» **PROBLEM TO SOLVE**: Reproduce the listing word for word. Skip any image.

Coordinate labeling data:
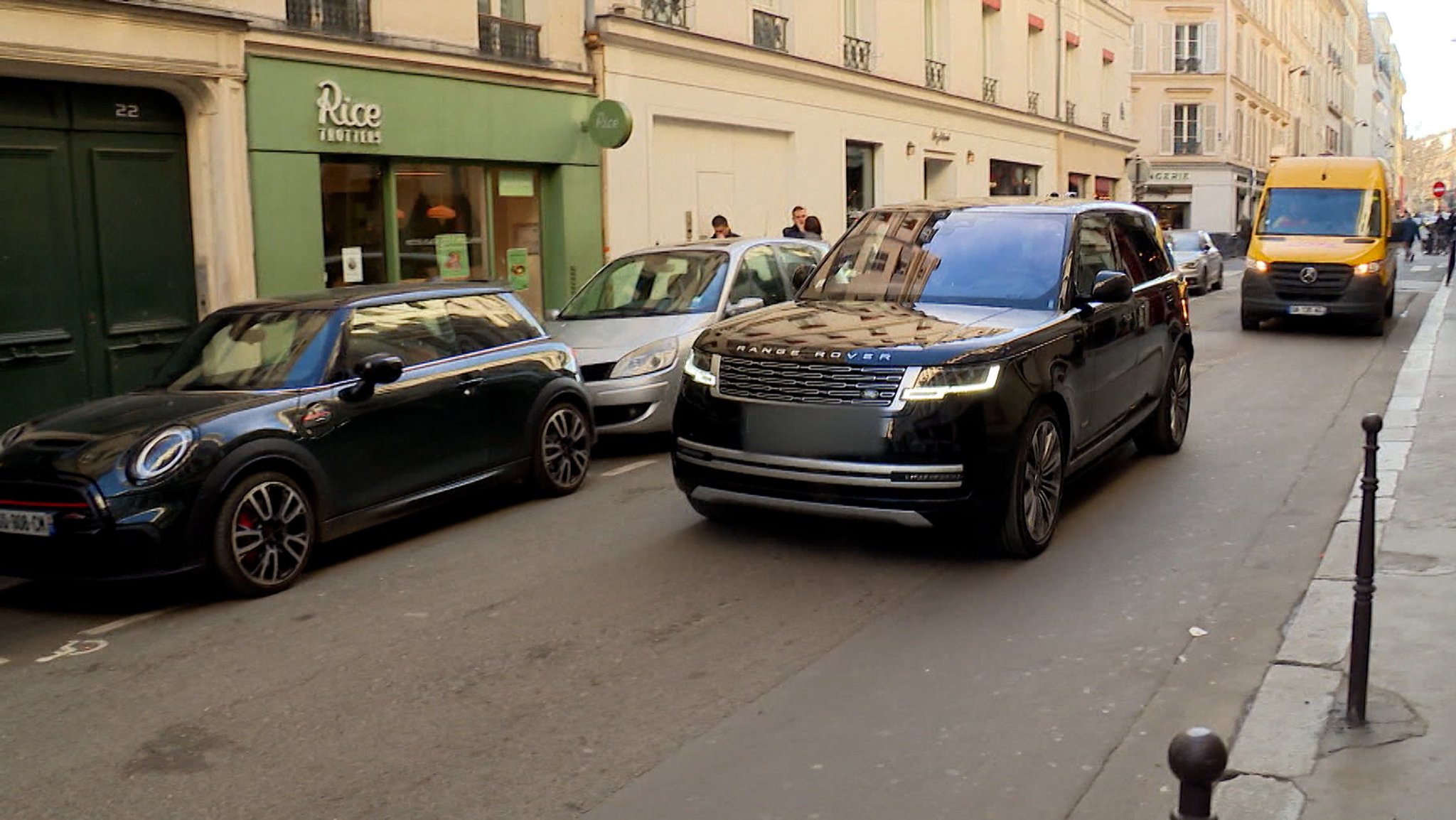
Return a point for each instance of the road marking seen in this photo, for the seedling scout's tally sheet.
(75, 649)
(129, 621)
(625, 470)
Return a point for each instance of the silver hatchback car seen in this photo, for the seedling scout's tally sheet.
(637, 318)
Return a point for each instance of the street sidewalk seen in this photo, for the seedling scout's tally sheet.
(1293, 759)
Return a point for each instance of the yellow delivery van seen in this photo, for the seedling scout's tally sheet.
(1321, 244)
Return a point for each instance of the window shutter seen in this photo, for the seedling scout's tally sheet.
(1209, 127)
(1167, 148)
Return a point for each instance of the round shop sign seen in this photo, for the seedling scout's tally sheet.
(609, 124)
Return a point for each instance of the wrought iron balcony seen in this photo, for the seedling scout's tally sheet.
(665, 12)
(510, 40)
(935, 75)
(857, 53)
(329, 16)
(771, 31)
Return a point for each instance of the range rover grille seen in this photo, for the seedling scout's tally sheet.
(805, 384)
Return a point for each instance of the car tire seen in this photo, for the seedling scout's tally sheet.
(562, 451)
(1039, 477)
(264, 535)
(1164, 431)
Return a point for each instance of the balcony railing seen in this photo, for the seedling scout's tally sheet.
(857, 53)
(665, 12)
(510, 40)
(771, 31)
(329, 16)
(935, 75)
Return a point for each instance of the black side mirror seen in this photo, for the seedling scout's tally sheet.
(1111, 286)
(372, 370)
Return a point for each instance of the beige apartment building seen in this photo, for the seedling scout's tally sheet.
(747, 108)
(1222, 86)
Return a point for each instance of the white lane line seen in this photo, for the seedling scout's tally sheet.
(625, 470)
(129, 621)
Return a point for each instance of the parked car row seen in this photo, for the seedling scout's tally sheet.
(944, 366)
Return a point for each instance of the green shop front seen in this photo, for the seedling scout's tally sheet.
(378, 177)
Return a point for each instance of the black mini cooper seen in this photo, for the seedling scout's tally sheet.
(946, 365)
(280, 424)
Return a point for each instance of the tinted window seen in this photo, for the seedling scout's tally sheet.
(414, 331)
(483, 323)
(759, 276)
(973, 257)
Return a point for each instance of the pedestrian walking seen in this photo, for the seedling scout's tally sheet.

» **RESULT**:
Return a point for each instance of the road marking seen in this photo, for the seedling scout's tally sheet.
(75, 649)
(129, 621)
(625, 470)
Return a point for each instance of the silver hatchback car seen in this photo, for the seedling scout's tally sheet.
(637, 318)
Return a point for each instance of the street sidewalk seen in this photo, for the seedling scout's tally sheet.
(1293, 759)
Return a point for each instance of the yellow delivery van seen in this photo, for the seedling scout's tally sheet.
(1321, 244)
Return a point for each instance of the window shutter seen in this photo, for the seedling scout's tally sheet.
(1209, 127)
(1167, 148)
Return a point for each instance of the round shop sign seen in this photo, for the seedling scout's tally sheet.
(609, 124)
Return a point for each instance of the wrought iron balcony seen in this photo, for the seedling scout's tally sheet.
(665, 12)
(510, 40)
(935, 75)
(857, 53)
(329, 16)
(771, 31)
Return a point for each instance of the range rover grille seen in this photo, for the seedling scout's tally sheet.
(805, 384)
Return a point for each instance of the car tire seen in this photo, for the seedling scout's tally sheet.
(562, 451)
(1039, 477)
(264, 535)
(1164, 431)
Return a point for each instance of the balcony railing seen in this photo, for the seedling scout's tally sheet.
(857, 53)
(665, 12)
(510, 40)
(771, 31)
(329, 16)
(935, 75)
Return a point for each instance of the black side mirror seen in this photo, for the seedling scout's tally sheet.
(1111, 286)
(372, 370)
Return a point for each instance of the beige apartment building seen in this photo, for the seedling scout's tally sheet.
(747, 108)
(1222, 86)
Return a point for each instance of the white lane line seen in this photo, for the seedling scout's tally sheet.
(625, 470)
(129, 621)
Return a point for each instance of the parked car row seen in this photo, for the seedling scout's tally sheet.
(944, 366)
Return a point for each instance of the green shop front seen in this photo, for the seedling scout's tally sheet.
(378, 177)
Return a point for each instance of the black mini cooper seen in this photo, for the seedling scout's tally sheet.
(946, 365)
(280, 424)
Return a point for each instance of the tinted window seen in this photo, for the seedling scout's tally sheet.
(414, 331)
(483, 323)
(759, 276)
(973, 257)
Return a point for each instance of the pedestrian walking seen in this photo, for the seedling scout's tally sheet.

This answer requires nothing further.